▶ [Texto de origem]
┌──
Causos do Dom: O Grito do Silêncio

Causos do Dom: O Grito do Silêncio

                                                                                                                                 *Prof. Martinho Condini

Padre Henrique foi trucidado de um modo terrível. Ele trabalhava com os jovens, era respeitado e querido pela seriedade de seu trabalho. Ele estava diretamente ligado a Dom Helder. Por isso começou a receber ameaças do Comando de Caça aos Comunistas (CCC).

Corpo de Pe Henrique abandonado no matagal

Uma noite sua família – padre Henrique morava com os pais – se assustou: padre Henrique não voltou para casa para dormir. A família ficou apavorada, era o ano de 1969, vivíamos a violenta repressão dos Anos de Chumbo do governo Médici. Apesar da tensão e do nervosismo, os pais só avisaram Dom Helder às 9 horas da manhã seguinte. Imediatamente Dom Helder e o seu bispo auxiliar Dom José Lamartine Soares, saíram à procura do jovem padre, dando início a grande tragédia contada por Dom Helder:

“Saí com Dom Lamartine e, como já temos uma certa prática, fomos primeiro aos hospitais.   Padre Henrique não estava em nenhum deles. Depois de mais de duas horas de buscas, achei  que já era hora de ir verificar no necrotério. Joguei com todas as hipóteses possíveis, pois sabia  das ameaças, mas, claro, podia ter havido um desastre também, um acidente. Quando chegamos ao necrotério, lá estava nosso padre Henrique, como um cadáver desconhecido.  Uma hora mais e ele seria sepultado como indigente não identificado. Seu corpo era uma coisa impressionante, tinha sido trucidado. Porque além de uma bala na cabeça, à queima roupa, ele também tinha sido estrangulado. Uma coisa tremenda. Imediatamente o identifiquei e pedi que fizesse autópsia. Pedi então a Dom Basílio Pinto, abade do Mosteiro de São Bento, em Olinda, que é um verdadeiro irmão nosso e é médico, que acompanhasse o exame do médico legista. E requisitamos o corpo.”
└──
▶ [Complete o seguinte]
#1 Resuma o relato sobre o padre Henrique em duas frases.
#2 Copie do relato sobre o padre Henrique, sem nenhuma alteração, o trecho que vai de "Padre Henrique foi" até "aos Comunistas (CCC).".
O material que vem depois não tem relação com o relato.

▶ [Informações fornecidas]
┌──
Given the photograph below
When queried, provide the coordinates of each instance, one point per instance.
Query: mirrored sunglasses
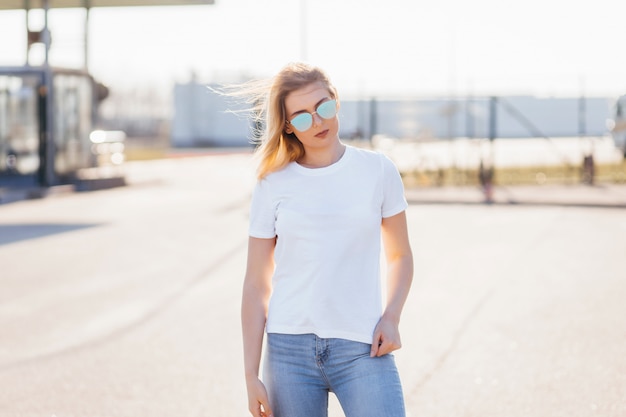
(304, 121)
└──
▶ [Lista de respostas]
#1 Em 1969, sob a repressão do governo Médici, o padre Henrique, ligado a Dom Helder e ameaçado pelo Comando de Caça aos Comunistas, não voltou para casa, e na manhã seguinte Dom Helder e Dom Lamartine saíram à sua procura. Depois de buscas nos hospitais, Dom Helder o encontrou no necrotério como cadáver desconhecido, baleado na cabeça e estrangulado, identificou-o e pediu uma autópsia acompanhada por Dom Basílio Pinto.

#2
Padre Henrique foi trucidado de um modo terrível. Ele trabalhava com os jovens, era respeitado e querido pela seriedade de seu trabalho. Ele estava diretamente ligado a Dom Helder. Por isso começou a receber ameaças do Comando de Caça aos Comunistas (CCC).